• Given text
I have never in Ben's life sat in the back with him. This was the first time I had ever done this as it is usually not possible since there is another car seat next to him during the week.
About 5 minutes down the road I noticed a few hives on Ben's face. He had not eaten anything abnormal that day so I let it go. a few minutes later I saw them spreading and welts starting to form. I told Jon to turn off the next exit to get benedryl at the drugstore ( I always carry it with me however I had switched purses that day to hold more toys for the long drive and didn't put it in my new bag). In front of my eyes Ben's left eye started to swell up. He had hives all over him now and was bright red. I could see hives forming under his eyelids and he was now hysterical. I told Jon to drive faster and looked over to see Ben screaming. He raised his head back and I will never forget this moment. Under his chin were hives on top of hives and he was blood red. I could see his lower jaw start to swell and his neck puffing out. This was the moment of my nightmares. A defining moment in my life that I have lived and relived countless times since.
Anaphalaxis was something I had read about since we heard about his higher then average risk. I knew that all it took was 1/4 teaspoon of the allergen to trigger a reaction and once the anaphalactic reaction has begun you have between 3-5 minutes to act before it can be fatal. We were in the middle of nowhere. There was not another car or piece of civilization in sight. My baby is about to stop breathing.
I screamed and saw my cell phone (sitting in the car charger, not dead in the bottom of my purse as usual). I grabbed it and called 911. Miraculously (one of many miracles that day) there was an abandoned OPP station right at the exit we were coming up too and an ambulance dispatch about 30 seconds from there. Jon was able to stay calm enough to safely get us there ( I would have driven right off the road...) In hindsight this was another miracle. There was NOTHING for miles. Just us and 2 amazing paramedics that looked like angels to me. They grabbed Ben and took his clothes off, strapped him down and hooked him up to some equipment. He was covered in wires and absolutely terrified. His reaction began to calm down almost immediately we suspect from his own adrenaline. He needed only oxygen in the ambulance and otherwise was fine by the time we got to the nearest hospital 40 minutes away.
The paramedics were so kind, they even gave us their cell number in case we got lost trying to get home when it was time ( I felt bad that Ben was wearing firefighter pajamas at the time...)One told me that we did everything right but we were very very lucky! The Doctor wanted Ben to stay to be monitored for a while and then sent us home with epi pens.
The problem was we could not take Ben home because the dog was still in the van. we suspect that Ben was allergic to something about the dog more then the dog herself such as what she had been bathed in. We could not put the 2 of them together so we had to call Jon's parents who were closest to come pick up Ben and take him home while Jon and I drove back to the breeder to bring Millie (who was a wonderful dog and laid for 4 hours in the van) back. We drove an hour back to the breeder and then another 3 hours home.
We initially thought it was the worst day of our lives but then realized that in fact it was the best. I cannot imagine terror to the degree that I felt that day. I would do anything for this child and in that moment I could do absolutely nothing. We are exceedingly grateful for the outcome and we have learned a lot. We will always be prepared now and we know the severity of what can happen to Ben if we are not careful. We will be better advocates for him and make sure that those around him really understand how important it is to be vigilant about what he is exposed to and how to use his EPI pen in a moments notice.
Ben is our world and we thank God that he is still meant to be in it.

• Data shown
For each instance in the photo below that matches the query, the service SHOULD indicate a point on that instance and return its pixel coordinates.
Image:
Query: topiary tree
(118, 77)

• Tasks to perform
A – In the account of Ben's allergic reaction, how far away was the nearest hospital?
B – Turn the paragraph of the account of Ben's allergic reaction that begins "The problem was we could not take Ben home" into a short bulleted list that keeps its main facts.

• Task-by-task answers
A – The nearest hospital was 40 minutes away.

B –
- Ben could not be taken home because the dog was still in the van.
- Ben was suspected to be allergic to something about the dog, such as what she had been bathed in, more than to the dog herself.
- Because the two could not be together, Jon's parents, who lived closest, picked Ben up and took him home.
- Jon and the narrator drove an hour back to the breeder to return Millie, who had lain in the van for 4 hours, and then drove another 3 hours home.